**ЗАДАНИЕ:** Как будет выглядеть фрагмент текста о «Заратустре» от «Что вы имеете» до «в этом смысле?», если обновить его, заменив «пассивный» на «созерцательный»?

--- ИСХОДНЫЙ ТЕКСТ ---

Как видите, это вовсе не случайность, что мы только сейчас приступили к анализу «Заратустры», нам понадобилось все знание психологии, чтобы понять, что же это на самом деле означает. Вторую часть «Фауста» тоже никто не понял. Понадобилась длинная и мучительная подготовка, чтобы проникнуть в его суть — пророческую, по большей части. А тут нам понадобился опыт воины и послевоенных социальных и политических явлений, чтобы проникнуть в смысл того, что означает «Заратустра». Итак, если бы Ницше не осознавал того, что он делает, вот тогда у него был бы шанс спуститься вниз на Землю. О Ницше-человеке сказать особенно нечего, потому что его лишили всего, он жил всецело ради того, чтобы Заратустра мог говорить, а собственная жизнь Ницше была предельно бедна и обездолена: несчастное существование больного невротика в пансионатах Ривьеры и Энгадина, и наконец в Турине он уже навсегда попал в объятия дьявола.
Вот тут есть дополнение мисс Корнфорд: «Заратустра является как танцовщик, что диаметрально противоположно христианскому монаху. Вместо того, чтобы «умерщвлять плоть, как учат монахов, он живет в теле, осознает тело и пользуется им. В то время как аскет подобен железному камню, неподвижно стоящему в потоке воды, танцовщик подобен растению, которое отзывается на каждое движение воды. Поэтому вполне естественно, что проповедник новой религии явился как танцовщик, ведь он принес движение в противовес ригидности».
Да, движение в противовес ригидности — это еще одна оппозиция, пара противоположностей, играющая свою роль. Здесь множество таких побочных линий, но это уведет нас слишком далеко.
Еще есть вопрос мисс Ханна: «Я всегда считала, что Самость — это своего рода объективный, хотя и индивидуальный бог, которого я надеялась в себе обнаружить; но когда вы говорите – «создайте нечто, что лежит вне нас» ( Я должен заметить, что это не я так сказал, а Заратустра: я никогда бы не осмелился от своего лица выдать такую формулировку), вы подразумеваете Самость? И если да, то это достигается через перерождение? А в ходе перерождения мы подвергаем себя природным процессам по своей воле или это куда более активный процесс?»
Что вы имеете в виду под «более активным процессом?»
Мисс Ханна: «Я имею в виду, это мы должны с этим что-то делать или это делается с нами?
Др. Юнг: Это скорее пассивный процесс.
Мисс Ханна: Если вы подчиняетесь ему, то тогда он пассивный, в этом смысле?

--- ПРЕДСТАВЛЕННЫЕ ДАННЫЕ ---

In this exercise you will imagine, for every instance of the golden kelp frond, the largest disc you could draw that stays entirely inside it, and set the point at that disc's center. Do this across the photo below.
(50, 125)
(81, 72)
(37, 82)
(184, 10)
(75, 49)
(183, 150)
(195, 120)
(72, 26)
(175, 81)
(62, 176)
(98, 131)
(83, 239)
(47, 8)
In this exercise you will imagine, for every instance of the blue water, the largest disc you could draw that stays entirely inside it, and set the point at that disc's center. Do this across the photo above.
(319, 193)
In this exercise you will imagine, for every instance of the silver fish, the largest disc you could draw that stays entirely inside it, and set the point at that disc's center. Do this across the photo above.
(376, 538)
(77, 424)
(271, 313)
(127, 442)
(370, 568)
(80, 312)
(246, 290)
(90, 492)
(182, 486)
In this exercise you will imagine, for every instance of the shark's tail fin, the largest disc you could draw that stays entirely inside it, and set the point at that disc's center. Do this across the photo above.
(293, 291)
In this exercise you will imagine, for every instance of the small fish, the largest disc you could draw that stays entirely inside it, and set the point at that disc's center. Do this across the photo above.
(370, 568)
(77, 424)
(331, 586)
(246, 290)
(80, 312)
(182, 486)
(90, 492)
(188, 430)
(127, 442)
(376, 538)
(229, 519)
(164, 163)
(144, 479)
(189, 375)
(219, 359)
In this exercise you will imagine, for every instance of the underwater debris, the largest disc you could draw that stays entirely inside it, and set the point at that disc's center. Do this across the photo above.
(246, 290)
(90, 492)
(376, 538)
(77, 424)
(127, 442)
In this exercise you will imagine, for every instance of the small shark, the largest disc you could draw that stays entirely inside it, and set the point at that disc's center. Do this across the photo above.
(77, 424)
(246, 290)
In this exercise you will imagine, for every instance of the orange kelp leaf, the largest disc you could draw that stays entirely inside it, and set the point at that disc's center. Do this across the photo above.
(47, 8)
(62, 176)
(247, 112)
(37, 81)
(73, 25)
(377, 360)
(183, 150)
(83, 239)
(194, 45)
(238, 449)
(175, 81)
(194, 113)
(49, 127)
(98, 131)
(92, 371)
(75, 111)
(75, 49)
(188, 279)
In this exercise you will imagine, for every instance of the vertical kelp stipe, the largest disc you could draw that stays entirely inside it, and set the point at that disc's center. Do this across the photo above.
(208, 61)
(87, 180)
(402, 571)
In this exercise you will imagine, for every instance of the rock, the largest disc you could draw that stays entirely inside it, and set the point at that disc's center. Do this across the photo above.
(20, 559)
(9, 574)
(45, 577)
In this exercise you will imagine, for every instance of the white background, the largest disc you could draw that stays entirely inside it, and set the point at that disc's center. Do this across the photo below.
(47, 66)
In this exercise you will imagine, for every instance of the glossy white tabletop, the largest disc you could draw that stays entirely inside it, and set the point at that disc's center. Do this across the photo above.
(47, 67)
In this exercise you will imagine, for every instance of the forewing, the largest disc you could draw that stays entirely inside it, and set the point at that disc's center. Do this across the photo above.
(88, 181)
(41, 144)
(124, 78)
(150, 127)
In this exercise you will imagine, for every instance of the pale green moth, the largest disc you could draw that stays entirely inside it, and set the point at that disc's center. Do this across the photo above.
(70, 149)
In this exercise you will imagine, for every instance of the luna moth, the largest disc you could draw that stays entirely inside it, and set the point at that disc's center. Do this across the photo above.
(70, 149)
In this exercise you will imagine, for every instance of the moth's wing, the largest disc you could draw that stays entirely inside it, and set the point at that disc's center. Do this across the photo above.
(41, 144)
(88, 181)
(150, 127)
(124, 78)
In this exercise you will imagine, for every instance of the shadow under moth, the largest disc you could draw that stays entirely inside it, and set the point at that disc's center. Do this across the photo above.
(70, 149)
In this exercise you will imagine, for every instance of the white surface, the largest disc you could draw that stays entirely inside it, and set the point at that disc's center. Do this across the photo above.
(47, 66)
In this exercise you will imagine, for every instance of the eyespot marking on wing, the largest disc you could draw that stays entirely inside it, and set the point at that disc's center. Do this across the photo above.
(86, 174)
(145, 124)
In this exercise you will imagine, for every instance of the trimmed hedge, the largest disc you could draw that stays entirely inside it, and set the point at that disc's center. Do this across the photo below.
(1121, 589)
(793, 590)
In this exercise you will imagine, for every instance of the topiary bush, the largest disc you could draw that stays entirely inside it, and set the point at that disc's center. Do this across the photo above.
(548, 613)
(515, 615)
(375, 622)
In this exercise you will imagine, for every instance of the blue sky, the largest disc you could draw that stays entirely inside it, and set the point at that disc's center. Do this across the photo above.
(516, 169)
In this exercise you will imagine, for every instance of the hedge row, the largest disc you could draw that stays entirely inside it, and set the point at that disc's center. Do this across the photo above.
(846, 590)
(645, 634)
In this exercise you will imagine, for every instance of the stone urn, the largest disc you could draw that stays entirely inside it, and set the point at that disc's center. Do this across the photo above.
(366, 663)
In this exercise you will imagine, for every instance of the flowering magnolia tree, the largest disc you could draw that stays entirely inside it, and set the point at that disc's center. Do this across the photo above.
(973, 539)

---

**ОТВЕТ:**
Что вы имеете в виду под «более активным процессом?»
Мисс Ханна: «Я имею в виду, это мы должны с этим что-то делать или это делается с нами?
Др. Юнг: Это скорее созерцательный процесс.
Мисс Ханна: Если вы подчиняетесь ему, то тогда он созерцательный, в этом смысле?